◆ **Problem**
Rewrite each line of the records below as a string in a single JSON list, one string per line and none for blank lines.

◆ **Records supplied**
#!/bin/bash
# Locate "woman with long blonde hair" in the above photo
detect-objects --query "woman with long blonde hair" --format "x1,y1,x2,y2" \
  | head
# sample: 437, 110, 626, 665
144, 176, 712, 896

◆ **Task response**
[
  "#!/bin/bash",
  "# Locate \"woman with long blonde hair\" in the above photo",
  "detect-objects --query \"woman with long blonde hair\" --format \"x1,y1,x2,y2\" \\",
  "  | head",
  "# sample: 437, 110, 626, 665",
  "144, 176, 712, 896"
]